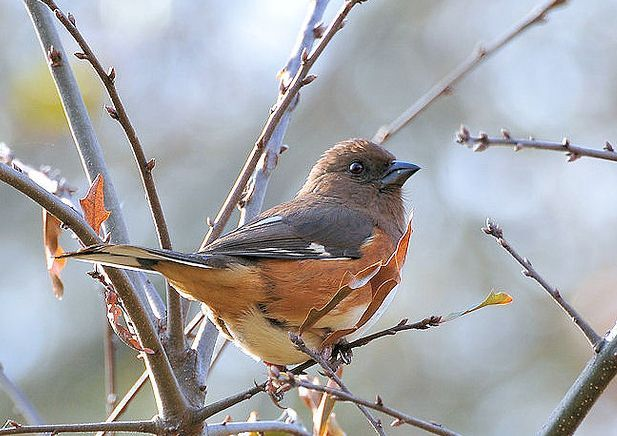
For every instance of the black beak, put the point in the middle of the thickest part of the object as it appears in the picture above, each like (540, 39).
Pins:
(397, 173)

--

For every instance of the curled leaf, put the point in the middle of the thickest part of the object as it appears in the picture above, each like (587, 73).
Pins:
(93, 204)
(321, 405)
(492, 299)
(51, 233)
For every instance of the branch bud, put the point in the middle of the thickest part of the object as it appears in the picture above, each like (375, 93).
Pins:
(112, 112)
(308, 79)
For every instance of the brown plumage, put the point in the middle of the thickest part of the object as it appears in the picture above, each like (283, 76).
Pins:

AIM: Pick out every line of the entries above that contains the string "part", and copy each one. Treat uppercase and lowercase letters as different.

SOLVED EXERCISE:
For every instance of the black beak, put the point in the middle of the thickest part of the object as it appears in the picture above, each like (540, 39).
For every instance of the curled leaf, put the point in the middle of the thickest part of the object as it appears in the picture above, each like (587, 73).
For every instance of the branch bud, put the point in the middle of the thickest part of the object as it appears in the picture above, each like (375, 93).
For every instance of the brown plumage, put the point in the middle of the thickest part of the object as it appears in the picture above, each like (283, 76).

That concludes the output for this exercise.